[start of Provided material]

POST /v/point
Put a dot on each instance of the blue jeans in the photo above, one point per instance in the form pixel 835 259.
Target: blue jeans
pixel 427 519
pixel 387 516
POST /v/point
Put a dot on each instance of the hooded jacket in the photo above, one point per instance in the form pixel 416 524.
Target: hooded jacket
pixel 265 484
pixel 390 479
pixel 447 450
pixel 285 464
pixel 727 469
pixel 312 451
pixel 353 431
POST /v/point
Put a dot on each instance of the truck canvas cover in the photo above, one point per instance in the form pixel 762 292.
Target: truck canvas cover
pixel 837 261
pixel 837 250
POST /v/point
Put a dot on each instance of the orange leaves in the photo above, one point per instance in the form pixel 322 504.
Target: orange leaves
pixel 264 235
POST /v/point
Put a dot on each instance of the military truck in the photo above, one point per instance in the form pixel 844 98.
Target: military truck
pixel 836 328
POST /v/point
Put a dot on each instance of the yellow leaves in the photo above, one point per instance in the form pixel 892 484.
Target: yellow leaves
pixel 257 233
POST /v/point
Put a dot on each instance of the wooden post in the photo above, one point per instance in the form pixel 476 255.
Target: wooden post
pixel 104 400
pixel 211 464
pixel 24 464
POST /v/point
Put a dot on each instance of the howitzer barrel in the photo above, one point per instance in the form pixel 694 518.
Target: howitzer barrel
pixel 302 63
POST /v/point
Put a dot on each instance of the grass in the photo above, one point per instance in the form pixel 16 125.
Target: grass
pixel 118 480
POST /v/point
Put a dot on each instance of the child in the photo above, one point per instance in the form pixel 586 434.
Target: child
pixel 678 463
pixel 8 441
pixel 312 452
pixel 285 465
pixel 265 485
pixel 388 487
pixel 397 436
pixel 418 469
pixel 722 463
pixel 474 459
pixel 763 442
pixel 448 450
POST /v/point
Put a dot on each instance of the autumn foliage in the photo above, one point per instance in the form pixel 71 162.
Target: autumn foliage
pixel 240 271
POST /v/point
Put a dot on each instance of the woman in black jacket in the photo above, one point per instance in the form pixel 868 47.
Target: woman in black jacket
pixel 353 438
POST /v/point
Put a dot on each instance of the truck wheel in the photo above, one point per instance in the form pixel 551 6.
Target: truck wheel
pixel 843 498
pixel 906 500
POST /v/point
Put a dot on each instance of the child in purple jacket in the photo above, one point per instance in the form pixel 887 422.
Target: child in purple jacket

[end of Provided material]

- What is asked
Lay out the lines above as a numbered list, omitting any blank lines.

- Result
1. POST /v/point
2. Put a dot on each instance of the blue jeans in the photo above, one point per instance in the form pixel 835 259.
3. Target: blue jeans
4. pixel 427 519
5. pixel 387 516
6. POST /v/point
7. Put a dot on each instance of the hooded jacket in the photo above, one point per instance in the form pixel 416 524.
8. Target: hooded jacket
9. pixel 265 484
10. pixel 390 479
11. pixel 447 450
12. pixel 285 464
13. pixel 727 469
14. pixel 312 451
15. pixel 353 431
16. POST /v/point
17. Put a dot on each instance of the truck canvas cover in the photo above, one point per instance in the form pixel 762 292.
18. Target: truck canvas cover
19. pixel 837 261
20. pixel 837 250
21. POST /v/point
22. Put a dot on each instance of the orange leaves in the photo above, one point per instance in the form pixel 322 504.
23. Target: orange leaves
24. pixel 264 235
25. POST /v/point
26. Put a dot on each instance of the military truck in the photo above, one point per instance in the form pixel 844 98.
27. Target: military truck
28. pixel 836 328
29. POST /v/point
30. Put a dot on each instance of the yellow leaves in the photo above, one point per instance in the form pixel 892 484.
31. Target: yellow leaves
32. pixel 257 233
33. POST /v/point
34. Put a dot on each instance of the wooden post in the photo above, one point per instance in the form pixel 476 255.
35. Target: wooden post
36. pixel 104 400
37. pixel 211 464
38. pixel 24 464
39. POST /v/point
40. Put a dot on each instance of the howitzer barrel in the photo above, one point per instance in the form pixel 694 518.
41. Target: howitzer barrel
42. pixel 302 63
43. POST /v/point
44. Put a dot on each instance of the grass in the photo above, one point per instance in the form pixel 16 125.
45. Target: grass
46. pixel 118 480
47. POST /v/point
48. Put a dot on each instance of the child in the photo above, one point per instance in the form pixel 586 434.
49. Target: child
50. pixel 678 463
51. pixel 8 441
52. pixel 312 452
53. pixel 285 465
54. pixel 265 485
55. pixel 388 487
56. pixel 397 436
57. pixel 418 469
58. pixel 722 463
59. pixel 474 459
60. pixel 763 442
61. pixel 448 450
62. POST /v/point
63. Put a dot on each instance of the autumn foliage in the photo above, one point per instance in the form pixel 71 162.
64. Target: autumn foliage
65. pixel 240 271
66. POST /v/point
67. Put a dot on each instance of the woman in black jacket in the photo above, one point per instance in the form pixel 868 47.
68. Target: woman in black jacket
69. pixel 353 438
70. POST /v/point
71. Put a dot on each instance of the truck wheel in the photo above, one point per instance in the form pixel 551 6.
72. Target: truck wheel
73. pixel 843 498
74. pixel 906 500
75. POST /v/point
76. Put a dot on each instance of the child in purple jacket in the photo above, one point per instance in the form pixel 887 422.
77. Target: child in purple jacket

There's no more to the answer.